* 課題: 下の抜粋本文は、認知行動療法で相手と関係を築くコミュニケーションスキルについての文章です。その最後の文の後に続く部分を書いてください。

----- 抜粋本文

普段の何気ない会話の中で培われた、この人には「通じる(わかってもらえる)」・「通じない(わかってもらえない)」といった関係性が、仕事を行う上でのコミュニケーションのしやすさ、しにくさに影響することも多いのではないでしょうか?

ルミナスでは認知行動療法の技法を用いた産業医面談を特色としています。

本日は、認知行動療法を行う上で必要となる「相手とONの関係を作るコミュニケーションスキル」についてお話ししたいと思います。

これは、医師やセラピストなど専門職に限ったことではなく、広く使えるスキルです。

このブログを読んでいただいている、会社の人事・総務、メンタルヘルス担当者の方たちに是非お役に立てていただけたらと思います。

ぶつからない関係つくり

認知行動療法では、「セラピスト」は「クライアント」と「共同関係」を築くことが前提になるため、認知行動療法について学ぶ前に、まずコミュニケーションスキルを学び習得することを心がけます。

本人が主体的に、自分の問題を同定し、その問題を自分で解決できるように導くのが、認知行動療法ですが、最初の関係つくりで、まず「ぶつからない関係」を作ることが大前提になるのです。

----------
----- エントリ一覧

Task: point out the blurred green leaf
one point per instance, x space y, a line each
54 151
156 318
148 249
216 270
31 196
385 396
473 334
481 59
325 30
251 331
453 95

----------
----- エントリ一覧

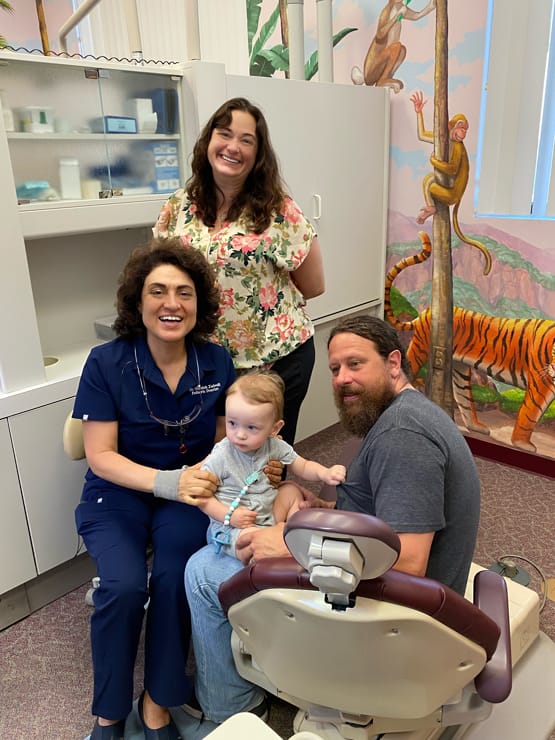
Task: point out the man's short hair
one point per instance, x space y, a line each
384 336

----------

* 想定出力:
ぶつからない関係つくる⇒共感で関係を「ON」にする⇒サポーティブ(支持的)な関係から、一歩進んで、本人が自分で解決法を見つけられるような問題解決を認知行動療法では目指します。問題解決に当たっては「感情・認知(考え)・行動・身体」の4つの分野に焦点を当てた「質問」を用いますが、これらについては、また別の機会にお話ししましょう。

「ON」「OFF」の関係とは?

さて、共感で関係を「ON」にするとはどのようなことでしょうか?

「ON」「OFF」の関係とはどのようなことをいうのでしょう。

「OFF」の関係

「OFF]の関係では、相手が言っていることをよく聞かずに、自分の意見を押し付けたり、相手が間違っていることを指摘してしまうため、相手は「分かってもらえていない」と感じます。

「ON」の関係

「ON」の関係では、相手が言っていることを良く聞き、相手が言いたいことがきちんと伝わったことを示したため、相手は「分かってもらえた」と感じます。

「ON」と「OFF」の例

次の例で実際に考えてみましょう。

一生懸命、会社の昇級試験の勉強をしたAさん。残念なことに試験に落ちてしまいました。

Aさん「あんなに頑張ったのに、試験に落ちてしまってもうお終いだよ・・・自分ではかなり出来たと思ったのに・・・僕の人生、こうやって失敗ばかりなんだ・・・もう何をやっても無意味だ・・・本当に最悪だ・・・」

Aさんの発言に、あなたは、どう答えますか?

OFFにする会話を一緒に考えてみましょう

  • 「だから、あなたはダメなんだよ!弱音を吐く時間があったら、この次に向けて勉強しなさい」
  • 「私の若い頃なんて、もっと大変だったんだから・・・」
  • 「人生ラクありゃ苦もあるさ・・・まぁ何事もポジティブに考えた方がいいよ!」
  • 「ゆとり世代はこれだから困る。根性が足りないんだよ」

それでは「ON」にするには、どうしたらよいでしょうか?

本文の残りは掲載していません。